### Written exercise
Return each line below that contains the word "necklace", matching its case exactly.

══ Source records ══

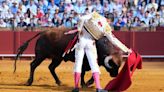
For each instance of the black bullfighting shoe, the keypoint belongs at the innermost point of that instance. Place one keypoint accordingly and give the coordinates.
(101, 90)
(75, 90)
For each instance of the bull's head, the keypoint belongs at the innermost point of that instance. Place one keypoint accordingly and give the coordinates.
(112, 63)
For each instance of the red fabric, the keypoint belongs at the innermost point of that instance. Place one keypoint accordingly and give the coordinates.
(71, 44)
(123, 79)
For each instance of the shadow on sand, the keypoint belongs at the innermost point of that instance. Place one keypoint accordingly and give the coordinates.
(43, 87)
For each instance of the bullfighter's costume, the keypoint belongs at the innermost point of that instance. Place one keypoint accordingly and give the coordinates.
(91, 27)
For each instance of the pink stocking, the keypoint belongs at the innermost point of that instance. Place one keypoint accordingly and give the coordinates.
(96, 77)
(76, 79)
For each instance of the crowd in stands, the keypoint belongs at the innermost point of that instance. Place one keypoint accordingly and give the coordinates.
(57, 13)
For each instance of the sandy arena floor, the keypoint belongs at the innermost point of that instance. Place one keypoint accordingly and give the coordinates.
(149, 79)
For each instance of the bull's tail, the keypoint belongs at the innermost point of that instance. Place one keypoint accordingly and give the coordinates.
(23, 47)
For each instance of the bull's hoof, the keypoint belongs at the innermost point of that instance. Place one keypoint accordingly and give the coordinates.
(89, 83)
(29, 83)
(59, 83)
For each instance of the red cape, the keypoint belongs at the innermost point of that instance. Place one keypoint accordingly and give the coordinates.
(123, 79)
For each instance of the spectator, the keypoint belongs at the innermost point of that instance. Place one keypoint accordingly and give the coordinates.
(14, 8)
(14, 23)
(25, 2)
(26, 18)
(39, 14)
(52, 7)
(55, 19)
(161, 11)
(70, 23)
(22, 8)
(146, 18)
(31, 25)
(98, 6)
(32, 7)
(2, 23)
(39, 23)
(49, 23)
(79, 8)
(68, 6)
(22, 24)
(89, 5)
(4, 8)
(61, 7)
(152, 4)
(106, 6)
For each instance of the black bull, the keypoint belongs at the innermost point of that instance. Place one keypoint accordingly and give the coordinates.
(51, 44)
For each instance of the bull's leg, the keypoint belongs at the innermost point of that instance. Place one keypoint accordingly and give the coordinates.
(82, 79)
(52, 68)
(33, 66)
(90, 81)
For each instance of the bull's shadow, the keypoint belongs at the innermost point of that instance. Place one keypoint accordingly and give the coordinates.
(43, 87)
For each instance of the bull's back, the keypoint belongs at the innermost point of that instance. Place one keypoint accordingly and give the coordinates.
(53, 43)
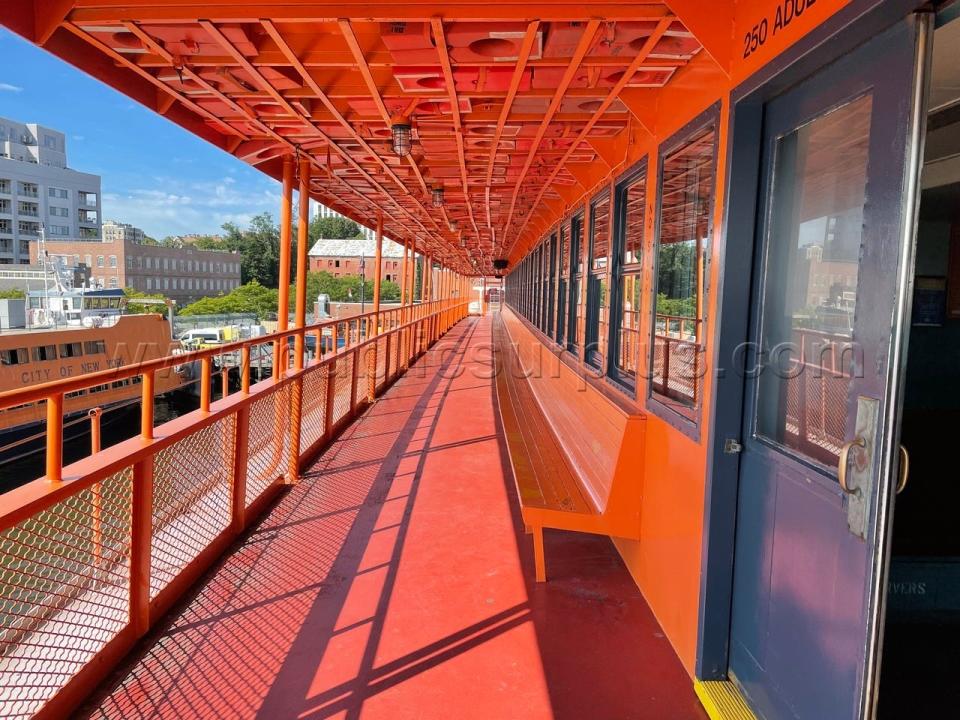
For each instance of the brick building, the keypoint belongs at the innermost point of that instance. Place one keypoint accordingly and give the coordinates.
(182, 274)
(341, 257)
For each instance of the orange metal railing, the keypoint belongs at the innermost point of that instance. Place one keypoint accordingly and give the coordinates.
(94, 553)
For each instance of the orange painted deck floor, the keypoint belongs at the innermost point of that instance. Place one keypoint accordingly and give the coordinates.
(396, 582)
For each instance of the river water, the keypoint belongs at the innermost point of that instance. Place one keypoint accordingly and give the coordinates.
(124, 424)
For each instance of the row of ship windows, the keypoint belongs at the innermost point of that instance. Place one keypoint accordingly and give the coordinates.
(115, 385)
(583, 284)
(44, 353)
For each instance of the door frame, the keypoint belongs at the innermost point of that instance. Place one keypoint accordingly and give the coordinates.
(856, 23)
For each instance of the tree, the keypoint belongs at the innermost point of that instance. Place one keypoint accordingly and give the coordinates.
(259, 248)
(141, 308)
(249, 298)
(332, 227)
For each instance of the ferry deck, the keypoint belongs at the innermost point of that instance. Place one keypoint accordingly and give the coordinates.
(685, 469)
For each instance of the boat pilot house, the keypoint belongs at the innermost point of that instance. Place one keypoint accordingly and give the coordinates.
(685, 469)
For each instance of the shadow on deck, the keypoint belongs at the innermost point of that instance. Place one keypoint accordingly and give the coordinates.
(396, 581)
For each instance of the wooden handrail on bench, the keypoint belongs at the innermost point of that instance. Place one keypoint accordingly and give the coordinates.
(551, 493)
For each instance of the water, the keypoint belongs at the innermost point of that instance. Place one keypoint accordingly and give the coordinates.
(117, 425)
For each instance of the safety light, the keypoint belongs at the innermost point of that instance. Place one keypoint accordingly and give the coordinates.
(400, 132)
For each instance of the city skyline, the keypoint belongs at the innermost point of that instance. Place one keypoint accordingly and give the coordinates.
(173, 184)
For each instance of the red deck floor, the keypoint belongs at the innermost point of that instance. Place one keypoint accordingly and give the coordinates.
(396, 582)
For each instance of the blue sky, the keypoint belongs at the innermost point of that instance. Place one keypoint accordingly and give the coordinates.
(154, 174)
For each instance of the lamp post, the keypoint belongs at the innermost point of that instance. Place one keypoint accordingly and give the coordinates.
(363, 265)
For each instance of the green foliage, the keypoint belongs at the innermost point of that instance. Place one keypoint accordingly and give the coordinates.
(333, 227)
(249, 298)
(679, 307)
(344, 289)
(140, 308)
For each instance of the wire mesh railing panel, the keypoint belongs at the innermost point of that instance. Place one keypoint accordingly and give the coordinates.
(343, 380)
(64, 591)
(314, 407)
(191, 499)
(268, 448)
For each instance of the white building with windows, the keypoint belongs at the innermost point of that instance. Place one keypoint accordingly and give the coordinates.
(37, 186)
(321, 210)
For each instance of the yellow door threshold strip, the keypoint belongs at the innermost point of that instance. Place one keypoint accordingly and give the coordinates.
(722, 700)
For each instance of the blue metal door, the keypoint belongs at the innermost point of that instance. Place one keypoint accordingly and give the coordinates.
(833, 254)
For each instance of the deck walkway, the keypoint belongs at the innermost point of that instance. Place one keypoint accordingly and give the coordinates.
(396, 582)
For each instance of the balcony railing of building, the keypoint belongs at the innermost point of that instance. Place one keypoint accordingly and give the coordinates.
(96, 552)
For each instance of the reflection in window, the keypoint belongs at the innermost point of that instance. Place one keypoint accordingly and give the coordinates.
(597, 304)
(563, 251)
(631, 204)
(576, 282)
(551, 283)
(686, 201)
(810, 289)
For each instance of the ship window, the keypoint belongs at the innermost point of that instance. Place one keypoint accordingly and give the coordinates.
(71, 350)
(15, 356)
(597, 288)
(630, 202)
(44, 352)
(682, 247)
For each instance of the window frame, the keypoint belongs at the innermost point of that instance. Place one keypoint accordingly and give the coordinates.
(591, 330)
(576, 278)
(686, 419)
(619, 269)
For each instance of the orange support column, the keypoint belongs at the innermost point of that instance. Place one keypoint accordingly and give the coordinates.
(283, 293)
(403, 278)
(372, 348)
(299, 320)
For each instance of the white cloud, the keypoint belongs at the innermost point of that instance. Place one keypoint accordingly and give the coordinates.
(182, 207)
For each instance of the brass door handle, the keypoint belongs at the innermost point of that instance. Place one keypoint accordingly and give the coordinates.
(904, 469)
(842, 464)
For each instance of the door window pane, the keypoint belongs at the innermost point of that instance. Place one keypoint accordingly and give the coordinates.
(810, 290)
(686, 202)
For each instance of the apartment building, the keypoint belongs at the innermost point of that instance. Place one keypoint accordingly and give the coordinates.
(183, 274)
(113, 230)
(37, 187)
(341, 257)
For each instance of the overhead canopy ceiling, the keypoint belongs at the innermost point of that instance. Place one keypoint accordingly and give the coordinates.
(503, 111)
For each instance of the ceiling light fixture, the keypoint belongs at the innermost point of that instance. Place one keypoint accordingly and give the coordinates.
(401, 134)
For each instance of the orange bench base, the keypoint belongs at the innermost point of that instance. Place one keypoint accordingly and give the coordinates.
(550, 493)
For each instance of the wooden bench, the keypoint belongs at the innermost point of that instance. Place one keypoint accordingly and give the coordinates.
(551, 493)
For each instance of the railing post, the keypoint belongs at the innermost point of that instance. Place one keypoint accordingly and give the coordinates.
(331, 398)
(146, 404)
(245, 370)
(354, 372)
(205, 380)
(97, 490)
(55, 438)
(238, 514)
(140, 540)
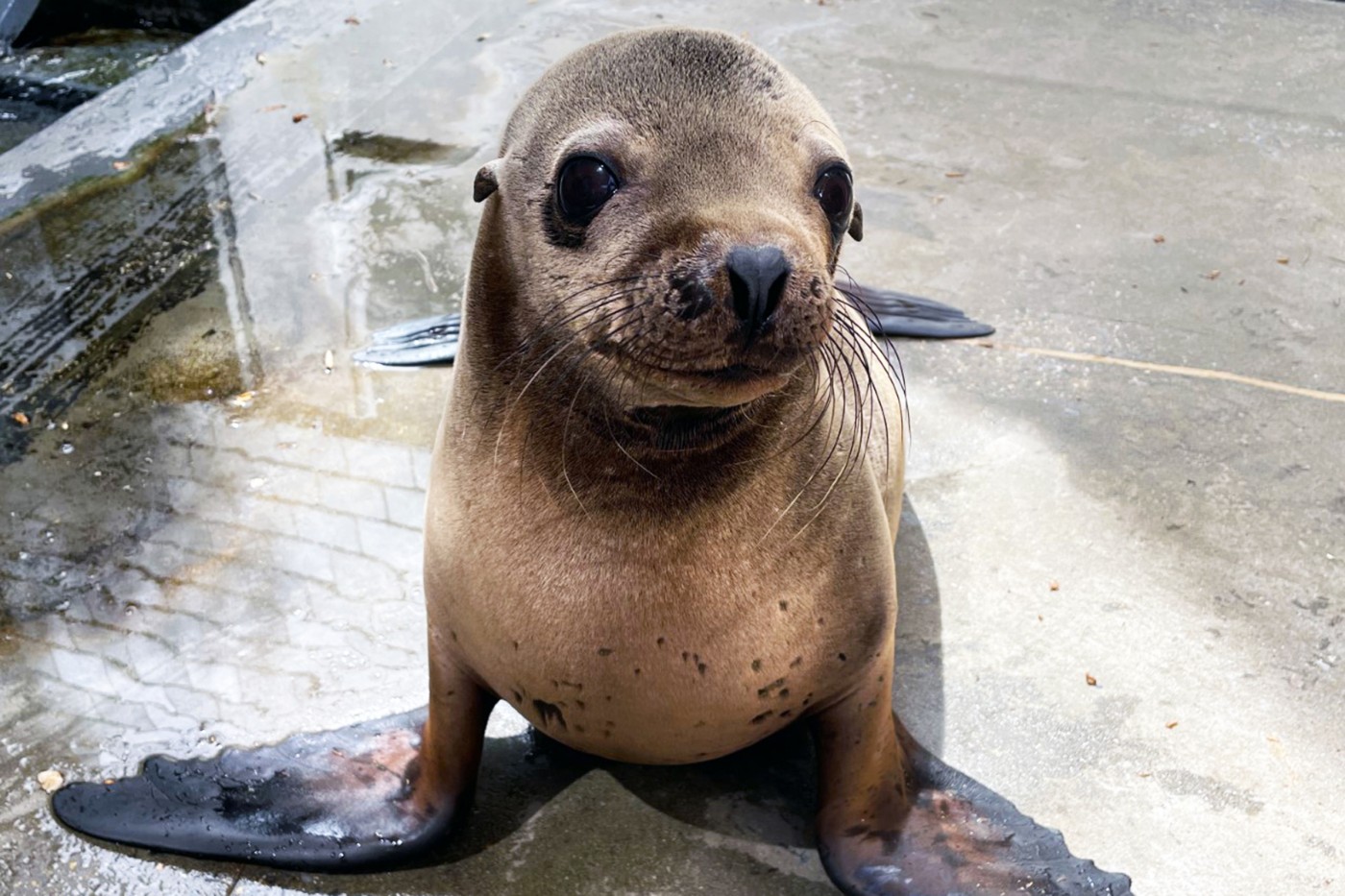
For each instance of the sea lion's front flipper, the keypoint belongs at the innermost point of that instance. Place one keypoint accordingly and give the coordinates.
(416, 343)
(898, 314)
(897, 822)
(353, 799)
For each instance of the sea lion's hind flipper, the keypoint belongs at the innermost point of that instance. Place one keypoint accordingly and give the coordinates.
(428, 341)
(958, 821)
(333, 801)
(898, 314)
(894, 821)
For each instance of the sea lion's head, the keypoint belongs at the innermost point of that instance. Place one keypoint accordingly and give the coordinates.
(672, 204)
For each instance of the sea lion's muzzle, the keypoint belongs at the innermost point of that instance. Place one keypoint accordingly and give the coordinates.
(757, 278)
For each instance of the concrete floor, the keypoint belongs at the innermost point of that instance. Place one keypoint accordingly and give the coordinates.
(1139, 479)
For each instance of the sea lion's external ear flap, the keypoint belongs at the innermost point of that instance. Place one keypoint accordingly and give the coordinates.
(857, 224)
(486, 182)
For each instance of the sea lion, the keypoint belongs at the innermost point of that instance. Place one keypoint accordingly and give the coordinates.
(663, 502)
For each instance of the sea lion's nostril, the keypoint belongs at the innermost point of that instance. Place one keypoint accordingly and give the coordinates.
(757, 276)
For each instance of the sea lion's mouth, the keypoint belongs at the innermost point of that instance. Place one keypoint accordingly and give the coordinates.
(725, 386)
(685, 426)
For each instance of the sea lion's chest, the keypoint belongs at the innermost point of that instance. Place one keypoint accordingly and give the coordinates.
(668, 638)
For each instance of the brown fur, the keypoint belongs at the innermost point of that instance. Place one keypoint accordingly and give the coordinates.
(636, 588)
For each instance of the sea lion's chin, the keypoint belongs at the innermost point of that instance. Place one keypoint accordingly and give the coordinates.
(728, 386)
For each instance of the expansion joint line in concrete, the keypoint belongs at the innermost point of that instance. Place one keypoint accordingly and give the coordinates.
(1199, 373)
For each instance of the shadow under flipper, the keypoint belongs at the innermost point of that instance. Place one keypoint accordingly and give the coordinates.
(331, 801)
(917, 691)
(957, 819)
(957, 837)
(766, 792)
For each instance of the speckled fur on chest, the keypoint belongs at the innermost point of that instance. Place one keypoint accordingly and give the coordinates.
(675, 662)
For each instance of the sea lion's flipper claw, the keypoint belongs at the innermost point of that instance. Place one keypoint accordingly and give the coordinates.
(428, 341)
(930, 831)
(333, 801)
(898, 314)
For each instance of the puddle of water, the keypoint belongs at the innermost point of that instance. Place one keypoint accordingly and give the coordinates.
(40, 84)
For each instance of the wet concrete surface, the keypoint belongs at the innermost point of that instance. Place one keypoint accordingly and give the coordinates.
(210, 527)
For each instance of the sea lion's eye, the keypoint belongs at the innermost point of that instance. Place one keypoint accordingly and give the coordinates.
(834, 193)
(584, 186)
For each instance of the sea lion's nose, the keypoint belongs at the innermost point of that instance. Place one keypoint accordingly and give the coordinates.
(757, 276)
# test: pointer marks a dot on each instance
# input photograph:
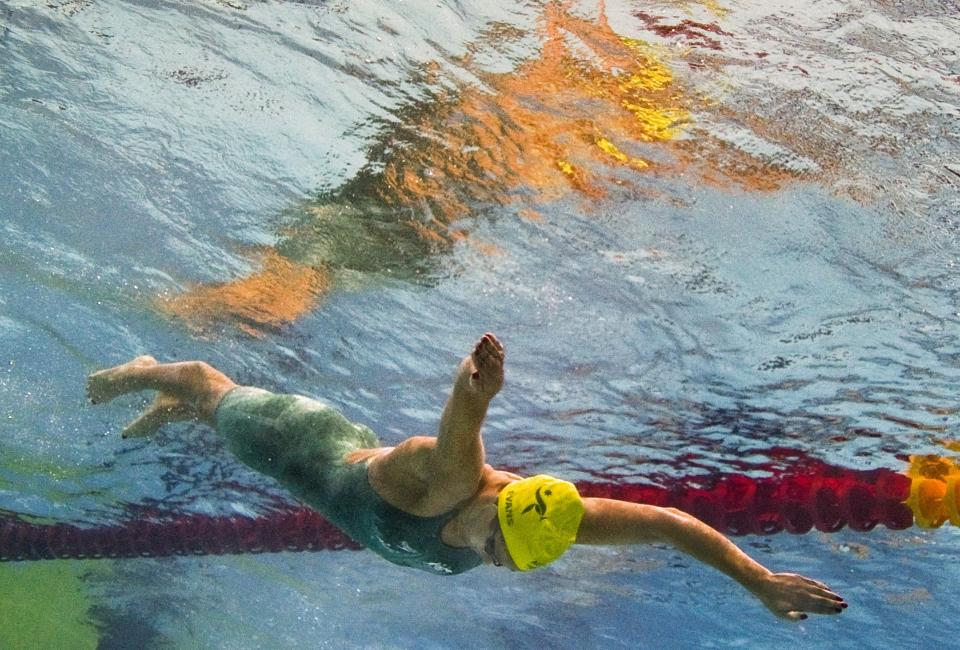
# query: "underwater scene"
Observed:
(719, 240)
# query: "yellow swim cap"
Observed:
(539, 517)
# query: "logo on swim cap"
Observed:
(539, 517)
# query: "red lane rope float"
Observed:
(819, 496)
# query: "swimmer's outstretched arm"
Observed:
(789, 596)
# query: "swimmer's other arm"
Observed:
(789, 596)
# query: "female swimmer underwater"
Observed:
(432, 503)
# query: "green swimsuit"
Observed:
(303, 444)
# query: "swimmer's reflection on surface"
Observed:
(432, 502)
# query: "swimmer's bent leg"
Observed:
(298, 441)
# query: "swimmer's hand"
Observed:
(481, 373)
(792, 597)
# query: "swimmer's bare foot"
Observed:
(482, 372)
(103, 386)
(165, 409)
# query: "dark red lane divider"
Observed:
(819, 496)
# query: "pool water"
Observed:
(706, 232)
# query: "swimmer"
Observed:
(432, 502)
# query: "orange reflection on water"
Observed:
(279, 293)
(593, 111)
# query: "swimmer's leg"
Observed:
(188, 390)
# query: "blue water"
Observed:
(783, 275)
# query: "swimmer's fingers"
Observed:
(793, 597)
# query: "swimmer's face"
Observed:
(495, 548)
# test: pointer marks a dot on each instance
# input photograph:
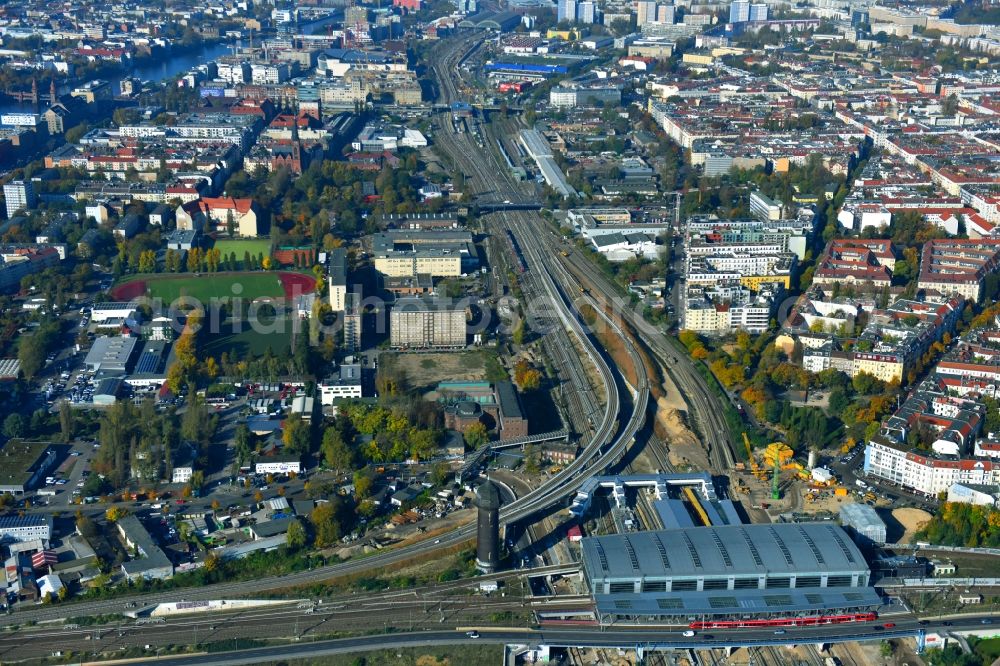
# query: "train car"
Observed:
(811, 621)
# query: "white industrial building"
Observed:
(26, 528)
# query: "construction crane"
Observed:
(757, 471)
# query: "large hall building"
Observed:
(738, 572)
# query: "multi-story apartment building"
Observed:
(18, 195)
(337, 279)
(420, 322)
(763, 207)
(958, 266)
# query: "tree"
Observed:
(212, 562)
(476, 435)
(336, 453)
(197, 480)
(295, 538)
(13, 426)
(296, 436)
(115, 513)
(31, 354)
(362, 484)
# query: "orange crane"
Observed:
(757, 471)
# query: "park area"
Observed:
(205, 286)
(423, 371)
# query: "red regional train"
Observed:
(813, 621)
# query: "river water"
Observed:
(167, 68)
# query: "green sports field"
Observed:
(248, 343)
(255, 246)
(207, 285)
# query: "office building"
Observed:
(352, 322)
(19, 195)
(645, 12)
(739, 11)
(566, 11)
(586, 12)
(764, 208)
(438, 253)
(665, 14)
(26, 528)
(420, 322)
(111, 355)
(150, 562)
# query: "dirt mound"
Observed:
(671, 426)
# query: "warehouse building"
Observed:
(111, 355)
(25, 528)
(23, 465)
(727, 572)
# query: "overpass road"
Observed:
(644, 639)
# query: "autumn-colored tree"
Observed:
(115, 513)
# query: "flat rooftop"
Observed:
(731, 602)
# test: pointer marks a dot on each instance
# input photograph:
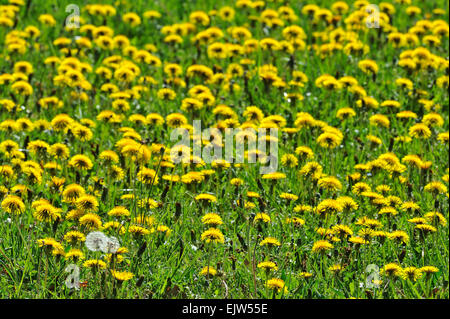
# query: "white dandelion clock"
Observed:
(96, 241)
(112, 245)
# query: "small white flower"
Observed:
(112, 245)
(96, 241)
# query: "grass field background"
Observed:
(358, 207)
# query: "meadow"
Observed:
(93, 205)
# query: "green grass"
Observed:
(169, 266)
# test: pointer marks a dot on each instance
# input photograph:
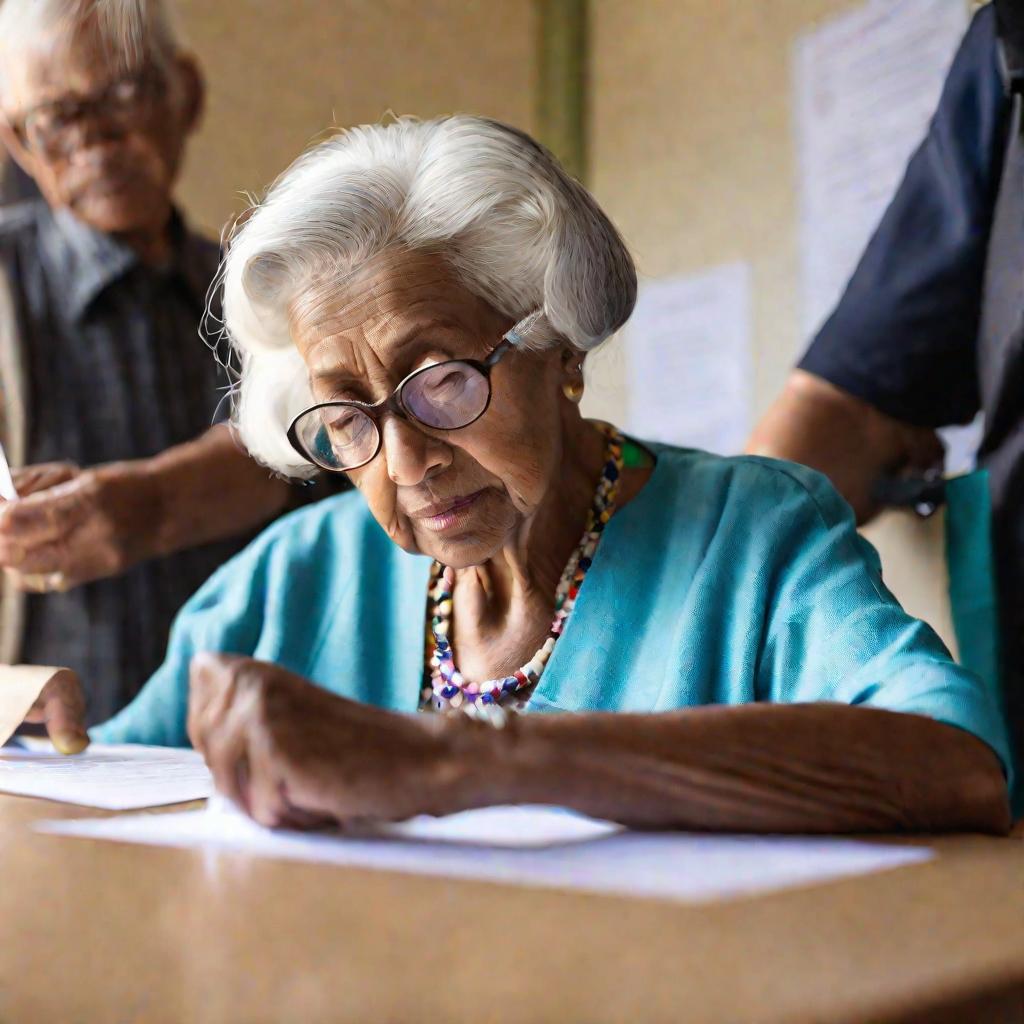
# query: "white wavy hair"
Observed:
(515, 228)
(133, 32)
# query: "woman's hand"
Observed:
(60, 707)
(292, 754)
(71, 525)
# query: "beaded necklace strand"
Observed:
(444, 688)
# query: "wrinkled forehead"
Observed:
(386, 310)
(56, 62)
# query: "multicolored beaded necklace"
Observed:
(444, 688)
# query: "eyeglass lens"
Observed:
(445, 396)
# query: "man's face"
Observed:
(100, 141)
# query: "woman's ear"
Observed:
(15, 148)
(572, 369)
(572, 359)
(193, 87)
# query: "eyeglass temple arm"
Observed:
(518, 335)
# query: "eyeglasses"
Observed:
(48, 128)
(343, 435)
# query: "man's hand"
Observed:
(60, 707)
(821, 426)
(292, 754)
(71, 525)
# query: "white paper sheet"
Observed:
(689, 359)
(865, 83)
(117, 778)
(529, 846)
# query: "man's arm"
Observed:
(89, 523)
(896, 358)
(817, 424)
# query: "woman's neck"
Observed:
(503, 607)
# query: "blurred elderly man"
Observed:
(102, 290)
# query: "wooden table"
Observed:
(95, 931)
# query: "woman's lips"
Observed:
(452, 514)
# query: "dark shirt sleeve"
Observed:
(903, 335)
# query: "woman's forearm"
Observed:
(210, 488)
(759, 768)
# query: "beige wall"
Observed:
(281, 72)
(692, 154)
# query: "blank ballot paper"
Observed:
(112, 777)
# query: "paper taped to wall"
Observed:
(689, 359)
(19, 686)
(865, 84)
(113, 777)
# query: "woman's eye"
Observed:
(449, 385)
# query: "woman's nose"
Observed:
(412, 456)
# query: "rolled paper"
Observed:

═══

### Answer
# query: "beaded necklace strand"
# query: "multicolored beaded necklace"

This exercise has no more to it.